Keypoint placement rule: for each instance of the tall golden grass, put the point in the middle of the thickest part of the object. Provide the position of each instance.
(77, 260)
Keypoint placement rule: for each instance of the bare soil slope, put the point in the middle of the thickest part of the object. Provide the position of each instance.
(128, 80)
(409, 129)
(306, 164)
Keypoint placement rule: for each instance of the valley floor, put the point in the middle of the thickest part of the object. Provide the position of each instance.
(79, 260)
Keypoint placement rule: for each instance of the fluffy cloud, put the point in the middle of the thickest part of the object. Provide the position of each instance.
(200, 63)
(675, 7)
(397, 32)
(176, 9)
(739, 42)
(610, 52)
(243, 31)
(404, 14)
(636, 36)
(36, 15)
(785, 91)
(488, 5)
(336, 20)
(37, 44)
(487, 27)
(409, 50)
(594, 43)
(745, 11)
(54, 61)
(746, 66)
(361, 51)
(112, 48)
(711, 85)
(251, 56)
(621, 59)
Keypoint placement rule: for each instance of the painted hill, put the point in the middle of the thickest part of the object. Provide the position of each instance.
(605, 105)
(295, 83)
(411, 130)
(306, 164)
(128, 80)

...

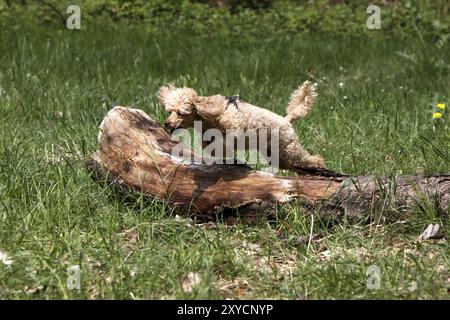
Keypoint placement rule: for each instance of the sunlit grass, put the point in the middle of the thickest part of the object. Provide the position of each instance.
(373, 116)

* * *

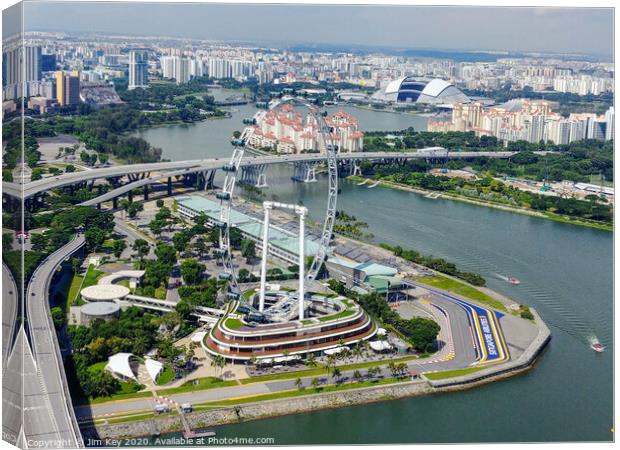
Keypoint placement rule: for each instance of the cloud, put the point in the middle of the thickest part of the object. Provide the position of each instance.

— Task —
Return every line of the data that contains the string "point".

— Reply —
Keypoint placement rule: for each instance of the tall golden grass, put the point in the middle of the thickest part of the object. Provide the position of each instance.
Keypoint placement rule: for each instance of the bare soil slope, put the point in the middle of the thickest part of the object. Provide the position of each instance.
Keypoint placement rule: for each instance of the valley floor, put the point in the middle of the thickest part of the object. Provide the position of each instance.
Keypoint placement rule: for each instance of the fluffy cloud, put the point in the middle of the thickest part of the object. Provide the position of each instance.
Keypoint placement rule: for each instance of the painted hill, put the point in the middle of the thickest part of the object. Provide the position of each instance.
Keypoint placement rule: for each instance of the sunlit grass, put the point in the middle of the thickest part of the object. Provide the position of each instance.
Keypoint placement rule: for each instance of the cloud, put the point in the middle of the thickest part of the object. Provide the position of each instance.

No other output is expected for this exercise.